About this task –
The records should be copied out again with no alteration.

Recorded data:
.....

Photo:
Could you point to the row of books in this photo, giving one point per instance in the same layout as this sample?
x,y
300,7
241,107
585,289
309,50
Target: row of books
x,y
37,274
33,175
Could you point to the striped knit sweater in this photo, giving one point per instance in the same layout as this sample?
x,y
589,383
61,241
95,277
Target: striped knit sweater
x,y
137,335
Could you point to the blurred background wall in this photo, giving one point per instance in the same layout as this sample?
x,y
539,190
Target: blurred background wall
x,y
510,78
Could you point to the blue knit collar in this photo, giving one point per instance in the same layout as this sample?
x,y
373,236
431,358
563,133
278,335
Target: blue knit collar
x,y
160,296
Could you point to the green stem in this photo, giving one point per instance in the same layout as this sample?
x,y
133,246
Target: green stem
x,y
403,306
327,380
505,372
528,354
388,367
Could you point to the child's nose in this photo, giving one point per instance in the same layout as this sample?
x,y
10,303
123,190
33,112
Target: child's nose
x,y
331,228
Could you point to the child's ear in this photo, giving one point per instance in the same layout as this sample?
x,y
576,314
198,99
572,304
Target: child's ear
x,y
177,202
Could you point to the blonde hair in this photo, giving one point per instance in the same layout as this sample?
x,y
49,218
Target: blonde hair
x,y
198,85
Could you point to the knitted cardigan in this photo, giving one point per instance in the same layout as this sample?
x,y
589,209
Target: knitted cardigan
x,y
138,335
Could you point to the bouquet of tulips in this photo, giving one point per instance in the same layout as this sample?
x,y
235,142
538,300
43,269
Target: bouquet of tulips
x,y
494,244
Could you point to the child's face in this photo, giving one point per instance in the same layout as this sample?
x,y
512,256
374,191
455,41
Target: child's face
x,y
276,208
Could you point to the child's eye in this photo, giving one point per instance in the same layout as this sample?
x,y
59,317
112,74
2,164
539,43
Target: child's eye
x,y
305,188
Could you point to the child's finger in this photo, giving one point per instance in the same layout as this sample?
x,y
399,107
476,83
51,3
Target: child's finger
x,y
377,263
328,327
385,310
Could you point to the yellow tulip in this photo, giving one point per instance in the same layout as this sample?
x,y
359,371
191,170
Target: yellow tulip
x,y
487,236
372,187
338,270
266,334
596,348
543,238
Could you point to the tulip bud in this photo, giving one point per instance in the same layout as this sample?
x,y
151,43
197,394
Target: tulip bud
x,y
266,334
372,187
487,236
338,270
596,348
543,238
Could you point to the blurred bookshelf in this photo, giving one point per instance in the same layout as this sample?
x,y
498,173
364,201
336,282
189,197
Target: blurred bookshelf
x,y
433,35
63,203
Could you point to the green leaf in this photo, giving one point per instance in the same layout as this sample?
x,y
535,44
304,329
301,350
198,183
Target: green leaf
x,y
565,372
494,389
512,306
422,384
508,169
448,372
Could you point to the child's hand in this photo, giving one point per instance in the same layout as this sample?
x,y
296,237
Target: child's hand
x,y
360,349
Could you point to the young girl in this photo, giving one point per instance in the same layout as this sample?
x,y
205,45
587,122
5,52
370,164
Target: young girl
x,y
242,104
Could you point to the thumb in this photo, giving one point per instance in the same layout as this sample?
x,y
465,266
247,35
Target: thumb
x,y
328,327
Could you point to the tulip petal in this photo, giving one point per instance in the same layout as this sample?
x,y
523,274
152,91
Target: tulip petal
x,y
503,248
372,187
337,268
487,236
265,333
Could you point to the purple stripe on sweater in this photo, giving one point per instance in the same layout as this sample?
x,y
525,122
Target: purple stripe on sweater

.....

Written reply –
Photo:
Could you point to the row of books in this photo, giving one point per instance in the same layout as this sample?
x,y
300,7
241,107
585,289
309,50
Target: row of books
x,y
37,274
33,175
Could you point to the striped knit sweater in this photo, giving one point per instance in the same layout as this sample?
x,y
589,383
61,241
95,277
Target: striped knit sweater
x,y
137,335
Could you point to the blurred background wall in this photo, giving one point per instance in the same layout as this sample?
x,y
539,190
Target: blurred background wall
x,y
510,78
Could you point to the blue knit collar in this photo, giving one point per instance in the same layout as this sample?
x,y
373,236
431,358
563,133
278,335
Target: blue knit collar
x,y
160,296
Could you point to the green stem in this photo, giving one point per instance in the same layout as this sample?
x,y
133,246
Target: green stem
x,y
403,306
327,380
505,372
528,354
388,367
Could you point to the child's nose in this photo, giving one point per instance in the same layout as this sample?
x,y
10,303
123,190
33,112
Target: child's nose
x,y
331,228
Could you point to the child's ear in this photo, giving one point per instance in the same layout as this sample?
x,y
576,314
198,99
572,304
Target: child's ear
x,y
177,202
Could you point to the blonde hair in this photo, giving one point per instance in the same layout as this sample?
x,y
49,218
Target: blonde hair
x,y
198,85
Could you point to the knitted cardigan in this photo, giving one point per instance in the same layout as this sample?
x,y
589,209
Target: knitted cardigan
x,y
138,335
Could you point to the bouquet of tulips in this photo, giving one point per instance in the same layout as this sample?
x,y
235,142
538,300
43,269
Target: bouquet of tulips
x,y
494,244
Could you point to the child's face in this photo, giving one point per instance in the same layout as this sample?
x,y
512,256
374,191
455,41
Target: child's face
x,y
276,208
Could you point to the child's eye in this photo, giving one point per instance in the same layout as this sample?
x,y
59,317
112,74
2,164
539,43
Target: child's eye
x,y
305,188
Could you point to the child's finger in this photo, giving one point per instance in the same layout as this sample?
x,y
399,107
476,83
51,3
Target: child's finger
x,y
377,263
328,327
385,310
Could you point to the yellow tulip in this photo, giving one point per instance in the same layout as this sample?
x,y
359,371
191,170
Target: yellow tulip
x,y
487,236
372,187
338,270
266,334
596,348
543,238
Could you point to the tulip bud in this photo, giving one point per instance in the same layout as this sample?
x,y
151,43
197,394
Target: tulip bud
x,y
266,334
372,187
487,236
338,270
596,348
543,238
Could you point to the blurred bookshelf in this photo, giving one point per instance in the same layout as this sample?
x,y
498,173
364,201
336,282
189,197
Target: blurred bookshelf
x,y
433,35
63,203
Could you point to the green leaf in this photo, giving one point per instance in the same layout as this sample?
x,y
535,44
304,329
301,350
198,183
Target: green leaf
x,y
565,372
494,389
512,306
422,384
508,169
448,372
Could you point to the child's hand in this photo, giving one point per instance in the same layout as this sample?
x,y
296,237
Target: child's hand
x,y
360,349
Could you point to the young girl in this photo, giving one point per instance in the same layout as this sample?
x,y
205,45
587,122
5,52
370,164
Target: young girl
x,y
242,104
Could you point to the thumb in this photo, giving one point per instance in the same layout as this sample?
x,y
465,266
247,35
Target: thumb
x,y
328,327
Could you point to the tulip petal in this photo, giving one point per instance in the same layout as this sample?
x,y
523,274
152,91
Target: tulip petal
x,y
503,248
372,187
337,268
487,236
265,333
Could you point to the purple stripe on sweater in this photo, giving one point per instance in the same layout as this sample?
x,y
525,122
Target: purple stripe on sweater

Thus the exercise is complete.